> [PAGE EXTRACT]:
:::

Judging by the energy and hours they put in, you wouldn’t know that Richard Gerstman and Herbert Meyers were “semi-retired.” In 1970, the two founded Gerstman+Meyers (now Interbrand), a brand identity and design consultancy. Earlier this year their book, The Visionary Package, was published (see packworld.com/go/c150).
So when this editor asked them to address the challenges of healthcare package design, it was no surprise to get their immediate response in a Saturday morning e-mail. The topic, said Meyers, “hit a soft spot with me. At Gerstman+Meyers, we serviced numerous major clients, among them Bristol-Myers, Burroughs Wellcome, Johnson & Johnson, Schering, Squibb, Warner-Lambert, Searle, Pfizer, SmithKline Beecham, and more.”
Gerstman says, “The growth of the healthcare market offers many challenges to the package designer. The key to creating a good nutraceutical package means representing your brand and your product and breaking through the clutter of those retail channels.” He offers the following packaging tips from The Visionary Package, which can be applied to most packages, including nutraceuticals and drugs:
• Know your competition. Study the market in various shelf situations and stores so that your future package will not disappear on the crowded shelf.
• Understand the product’s user and develop a strategy for a brand personality that connects with that user and represents the essence of the brand. Establish your product point on a scale, which may range from “good taste” at one end through “medicinal” on the other. This is most important because your package design reflects what the outside world thinks of your brand and your product.

:::

> [SUPPLIED RECORDS]:
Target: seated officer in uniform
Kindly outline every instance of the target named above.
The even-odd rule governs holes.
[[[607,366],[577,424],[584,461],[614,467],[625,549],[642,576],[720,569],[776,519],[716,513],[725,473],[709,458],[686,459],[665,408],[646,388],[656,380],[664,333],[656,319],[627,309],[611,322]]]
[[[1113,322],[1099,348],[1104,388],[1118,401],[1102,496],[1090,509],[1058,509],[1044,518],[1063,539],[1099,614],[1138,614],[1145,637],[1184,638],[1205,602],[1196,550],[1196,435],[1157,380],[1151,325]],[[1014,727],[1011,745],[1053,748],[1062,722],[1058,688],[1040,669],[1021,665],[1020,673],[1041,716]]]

:::

> [TASKS FOR THIS EXERCISE]:
1. List every client named by Meyers in the article on healthcare package design whose name begins with the letter S.
2. Reproduce a passage from the article on healthcare package design. Begin at the words "Judging by the" and stop after "published (see packworld.com/go/c150).".

> [ANSWERS TO EACH TASK]:
1. Schering, Squibb, Searle, SmithKline Beecham

2.
Judging by the energy and hours they put in, you wouldn’t know that Richard Gerstman and Herbert Meyers were “semi-retired.” In 1970, the two founded Gerstman+Meyers (now Interbrand), a brand identity and design consultancy. Earlier this year their book, The Visionary Package, was published (see packworld.com/go/c150).